▶ **Excerpt to read**
Slut began like many English words: neutral, then pejorated into a slur for girls and women. Linguist Amanda Montell, in Wordslut, traces how gender-neutral or positive words shift into insults for women. Bitch once referred to genitals or animals before narrowing to “bossy woman.” Hauswif (female head of household) became housewife and then hussy. Meanwhile, terms for men — sir, mister — stayed honorable, while madam and mistress became sexualized.

Middle English slutte meant a slovenly person of any gender. By the 1700s it signified a messy girl or wife; by the 1900s it became sexual. Use of slut soared in the 1970s, paralleling the rise of mass-market porn. The pattern is clear: men historically controlled communication — pulpits, presses, publishing, and porn — shaping language to reflect patriarchal norms.

Today’s meaning centers the accuser: an allegedly immoral woman who has “too much” sex or simply looks sexual. It frames sexual freedom as a lack of self-respect and dehumanizes girls and women, especially women with intersecting marginalized identities. Meanwhile, patriarchal cultures reward male promiscuity while condemning women’s.

Why? Because controlling women’s sexuality once meant controlling reproduction — and therefore property and power. As societies shifted to agriculture, paternity certainty upheld male dominance. Punishing “promiscuous” women maintained that control.

▶ **Complete the following**
- a) Using the excerpt on the history of the word slut, decide whether each statement agrees with it. Answer yes or no for each, quoting the words that decide it. (i) In Middle English, slutte could describe a person of any gender. (ii) The word had taken on a sexual meaning by the 1700s. (iii) The terms sir and mister became sexualized over time.
- b) Continue the excerpt on the history of the word slut, picking up after its final sentence.
The items have no connection to the excerpt on the history of the word slut.

▶ **Material supplied**
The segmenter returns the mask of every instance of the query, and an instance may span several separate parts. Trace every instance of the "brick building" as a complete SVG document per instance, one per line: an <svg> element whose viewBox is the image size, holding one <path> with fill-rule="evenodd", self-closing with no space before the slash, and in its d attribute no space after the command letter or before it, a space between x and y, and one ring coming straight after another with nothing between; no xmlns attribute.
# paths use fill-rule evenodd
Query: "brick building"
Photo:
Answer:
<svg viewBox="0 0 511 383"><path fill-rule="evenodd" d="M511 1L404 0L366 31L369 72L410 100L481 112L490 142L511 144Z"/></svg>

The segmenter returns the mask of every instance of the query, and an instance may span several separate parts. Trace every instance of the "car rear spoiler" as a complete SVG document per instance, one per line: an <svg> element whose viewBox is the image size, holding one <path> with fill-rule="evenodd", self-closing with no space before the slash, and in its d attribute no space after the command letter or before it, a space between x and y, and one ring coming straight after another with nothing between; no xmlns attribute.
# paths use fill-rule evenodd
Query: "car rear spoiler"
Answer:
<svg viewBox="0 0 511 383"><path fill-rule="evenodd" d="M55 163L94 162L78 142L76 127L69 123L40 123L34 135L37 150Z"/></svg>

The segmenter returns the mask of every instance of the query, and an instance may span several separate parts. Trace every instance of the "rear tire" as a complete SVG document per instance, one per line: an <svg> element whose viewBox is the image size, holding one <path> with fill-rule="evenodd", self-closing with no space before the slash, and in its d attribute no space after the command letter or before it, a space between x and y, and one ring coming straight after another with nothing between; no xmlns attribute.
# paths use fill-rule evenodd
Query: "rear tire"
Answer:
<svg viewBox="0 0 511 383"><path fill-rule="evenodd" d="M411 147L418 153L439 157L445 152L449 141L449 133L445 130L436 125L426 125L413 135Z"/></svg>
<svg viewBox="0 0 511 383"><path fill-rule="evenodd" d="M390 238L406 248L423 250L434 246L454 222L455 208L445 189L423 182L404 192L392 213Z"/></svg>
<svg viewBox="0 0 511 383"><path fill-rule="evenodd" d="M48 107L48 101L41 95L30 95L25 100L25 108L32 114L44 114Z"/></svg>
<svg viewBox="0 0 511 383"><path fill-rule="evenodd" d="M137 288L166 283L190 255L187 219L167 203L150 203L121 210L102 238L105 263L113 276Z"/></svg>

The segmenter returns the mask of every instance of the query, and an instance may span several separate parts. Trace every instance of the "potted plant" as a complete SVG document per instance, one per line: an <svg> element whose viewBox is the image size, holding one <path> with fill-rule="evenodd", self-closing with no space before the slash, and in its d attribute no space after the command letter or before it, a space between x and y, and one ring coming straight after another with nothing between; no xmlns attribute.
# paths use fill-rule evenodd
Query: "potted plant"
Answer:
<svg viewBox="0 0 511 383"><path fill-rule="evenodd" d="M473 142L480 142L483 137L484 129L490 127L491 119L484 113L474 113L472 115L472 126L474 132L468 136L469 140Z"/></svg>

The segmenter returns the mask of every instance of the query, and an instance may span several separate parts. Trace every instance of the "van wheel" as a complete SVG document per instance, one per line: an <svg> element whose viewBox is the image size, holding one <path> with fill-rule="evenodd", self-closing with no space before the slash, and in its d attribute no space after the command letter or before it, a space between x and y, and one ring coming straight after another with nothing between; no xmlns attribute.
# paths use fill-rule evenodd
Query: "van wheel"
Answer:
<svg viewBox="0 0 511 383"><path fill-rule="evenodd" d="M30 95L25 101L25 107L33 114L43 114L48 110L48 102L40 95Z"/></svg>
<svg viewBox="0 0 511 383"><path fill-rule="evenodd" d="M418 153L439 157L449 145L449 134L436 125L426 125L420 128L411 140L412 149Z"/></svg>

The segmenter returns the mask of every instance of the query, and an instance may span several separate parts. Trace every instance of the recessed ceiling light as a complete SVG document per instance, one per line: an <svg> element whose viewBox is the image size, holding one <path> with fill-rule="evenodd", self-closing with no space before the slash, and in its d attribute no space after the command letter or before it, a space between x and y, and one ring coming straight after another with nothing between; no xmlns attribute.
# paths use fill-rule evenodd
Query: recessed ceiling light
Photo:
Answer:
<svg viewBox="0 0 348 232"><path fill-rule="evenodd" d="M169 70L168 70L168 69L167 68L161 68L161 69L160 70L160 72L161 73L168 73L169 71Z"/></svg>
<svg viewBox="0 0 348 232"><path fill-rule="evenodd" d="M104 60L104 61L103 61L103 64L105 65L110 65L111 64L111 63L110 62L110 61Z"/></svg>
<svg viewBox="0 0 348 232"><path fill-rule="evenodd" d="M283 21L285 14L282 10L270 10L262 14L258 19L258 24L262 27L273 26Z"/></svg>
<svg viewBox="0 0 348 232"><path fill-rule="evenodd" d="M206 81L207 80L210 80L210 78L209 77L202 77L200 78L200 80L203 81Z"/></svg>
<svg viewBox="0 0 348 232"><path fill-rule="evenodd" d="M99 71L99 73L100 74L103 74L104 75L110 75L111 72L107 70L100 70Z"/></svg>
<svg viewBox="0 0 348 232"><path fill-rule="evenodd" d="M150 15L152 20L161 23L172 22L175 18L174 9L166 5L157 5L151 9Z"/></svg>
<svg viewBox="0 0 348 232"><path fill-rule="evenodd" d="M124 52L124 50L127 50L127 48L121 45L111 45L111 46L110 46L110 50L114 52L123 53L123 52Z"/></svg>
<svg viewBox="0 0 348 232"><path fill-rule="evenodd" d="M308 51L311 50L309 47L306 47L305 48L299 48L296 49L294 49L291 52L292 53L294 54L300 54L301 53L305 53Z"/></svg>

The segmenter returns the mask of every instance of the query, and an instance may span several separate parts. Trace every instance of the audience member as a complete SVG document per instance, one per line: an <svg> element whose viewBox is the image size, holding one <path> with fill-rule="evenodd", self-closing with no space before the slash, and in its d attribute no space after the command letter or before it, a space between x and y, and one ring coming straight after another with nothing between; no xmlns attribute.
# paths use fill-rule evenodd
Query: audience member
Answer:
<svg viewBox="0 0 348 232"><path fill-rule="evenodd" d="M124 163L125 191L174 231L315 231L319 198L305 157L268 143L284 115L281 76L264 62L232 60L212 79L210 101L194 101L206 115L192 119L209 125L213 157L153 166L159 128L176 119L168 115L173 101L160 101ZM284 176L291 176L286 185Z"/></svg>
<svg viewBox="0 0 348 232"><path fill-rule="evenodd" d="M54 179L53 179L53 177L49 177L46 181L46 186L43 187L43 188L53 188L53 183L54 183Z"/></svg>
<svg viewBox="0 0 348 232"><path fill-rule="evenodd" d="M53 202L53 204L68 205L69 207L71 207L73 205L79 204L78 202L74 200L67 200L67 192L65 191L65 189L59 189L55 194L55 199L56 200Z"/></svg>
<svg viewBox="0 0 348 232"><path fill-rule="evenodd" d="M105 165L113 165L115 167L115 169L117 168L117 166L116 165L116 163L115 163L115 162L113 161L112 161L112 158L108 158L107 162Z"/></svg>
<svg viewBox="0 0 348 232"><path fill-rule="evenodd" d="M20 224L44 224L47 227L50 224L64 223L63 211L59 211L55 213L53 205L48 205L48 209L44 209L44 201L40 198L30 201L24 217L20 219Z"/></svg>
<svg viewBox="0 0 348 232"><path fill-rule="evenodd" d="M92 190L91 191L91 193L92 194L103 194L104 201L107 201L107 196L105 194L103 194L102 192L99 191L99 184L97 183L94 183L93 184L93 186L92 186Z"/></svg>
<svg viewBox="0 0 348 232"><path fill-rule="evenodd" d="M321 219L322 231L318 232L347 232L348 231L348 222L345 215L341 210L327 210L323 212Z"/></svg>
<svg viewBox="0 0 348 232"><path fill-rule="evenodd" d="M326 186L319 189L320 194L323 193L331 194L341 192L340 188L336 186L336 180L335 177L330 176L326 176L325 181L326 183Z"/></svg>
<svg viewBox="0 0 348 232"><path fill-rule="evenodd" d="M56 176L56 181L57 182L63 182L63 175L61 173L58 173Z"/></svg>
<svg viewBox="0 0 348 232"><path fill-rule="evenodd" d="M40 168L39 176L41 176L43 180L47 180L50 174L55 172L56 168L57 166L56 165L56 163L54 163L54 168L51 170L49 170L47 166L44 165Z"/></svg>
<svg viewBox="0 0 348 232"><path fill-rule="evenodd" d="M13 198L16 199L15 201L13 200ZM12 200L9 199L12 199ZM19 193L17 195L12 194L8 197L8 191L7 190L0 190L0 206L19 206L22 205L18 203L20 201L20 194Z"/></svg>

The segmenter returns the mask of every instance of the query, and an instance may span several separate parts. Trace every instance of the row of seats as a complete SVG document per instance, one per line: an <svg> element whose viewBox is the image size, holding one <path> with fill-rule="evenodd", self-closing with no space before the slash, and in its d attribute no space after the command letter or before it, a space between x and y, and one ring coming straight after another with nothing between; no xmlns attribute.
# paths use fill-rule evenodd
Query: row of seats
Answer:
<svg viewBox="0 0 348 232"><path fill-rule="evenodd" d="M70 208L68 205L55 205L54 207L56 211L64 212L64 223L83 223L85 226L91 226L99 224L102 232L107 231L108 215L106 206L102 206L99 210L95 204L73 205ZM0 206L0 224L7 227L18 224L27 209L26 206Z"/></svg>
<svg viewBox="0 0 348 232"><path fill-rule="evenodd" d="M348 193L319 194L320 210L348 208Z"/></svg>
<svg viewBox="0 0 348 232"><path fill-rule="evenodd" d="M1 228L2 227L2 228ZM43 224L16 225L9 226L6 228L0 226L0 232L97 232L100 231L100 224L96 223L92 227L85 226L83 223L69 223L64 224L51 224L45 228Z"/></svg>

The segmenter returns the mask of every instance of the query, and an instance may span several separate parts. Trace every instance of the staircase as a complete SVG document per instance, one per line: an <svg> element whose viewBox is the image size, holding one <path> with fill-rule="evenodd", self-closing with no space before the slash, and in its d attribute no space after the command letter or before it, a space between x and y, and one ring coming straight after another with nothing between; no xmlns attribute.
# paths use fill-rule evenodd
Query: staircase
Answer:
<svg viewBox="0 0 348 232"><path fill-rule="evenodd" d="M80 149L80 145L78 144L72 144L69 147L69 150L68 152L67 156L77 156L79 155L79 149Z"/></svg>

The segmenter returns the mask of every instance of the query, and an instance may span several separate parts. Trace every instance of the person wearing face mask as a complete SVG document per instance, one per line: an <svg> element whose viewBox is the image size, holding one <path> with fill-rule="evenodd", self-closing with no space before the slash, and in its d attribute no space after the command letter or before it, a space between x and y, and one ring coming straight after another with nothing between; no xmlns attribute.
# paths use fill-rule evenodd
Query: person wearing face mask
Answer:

▶ **Exercise results**
- a)
(i) Yes: "Middle English slutte meant a slovenly person of any gender."
(ii) No: "By the 1700s it signified a messy girl or wife; by the 1900s it became sexual."
(iii) No: "terms for men — sir, mister — stayed honorable"

- b)
So why does this persist today? Sociolinguistics shows that language reflects and reinforces power. Montell highlights sexist defaults across English: female doctor, male nurse, manslut versus slut. The unmarked norm is male; women are the deviation.

Feminist philosopher Marilyn Frye defines oppression through double binds: whatever women choose, they lose. Dress attractively and risk slut-shaming; dress modestly and risk dismissal. Iris Marion Young expands this into the “five faces of oppression”: exploitation, marginalization, powerlessness, cultural imperialism, and violence.

The slut stereotype intersects with all five. Violence appears in misogynist mass murders by Elliot Rodger, Chris Harper-Mercer, and others who blamed women’s sexual autonomy. Powerlessness shows up in everyday self-censorship around clothing, behavior, and ambition. Online, weak legal protections for revenge porn and deepfakes disproportionately harm girls and women, sometimes forcing them to uproot their lives.

Cultural imperialism — or hegemonic “mind colonization” — surfaces when people internalize the attitudes that oppress them. As Allan Johnson argues, patriarchy is a system we all absorb: expectations about sexual availability, male entitlement, and female self-doubt seep into everyone raised within it.

So what do we do? One approach is reclamation. SlutWalks, sparked after a Toronto officer said women should “avoid dressing like sluts,” challenge rape culture and victim blaming. Activist Amber Rose argues reclaiming slut helps dismantle it. And frankly, it’s fun to say — a plosive, punchy word. Montell notes slurs fade only when the beliefs behind them fade.

Ways to address this issue:

• Get cishet men to call themselves sluts — not mansluts — and to do it vulnerably, without demeaning partners.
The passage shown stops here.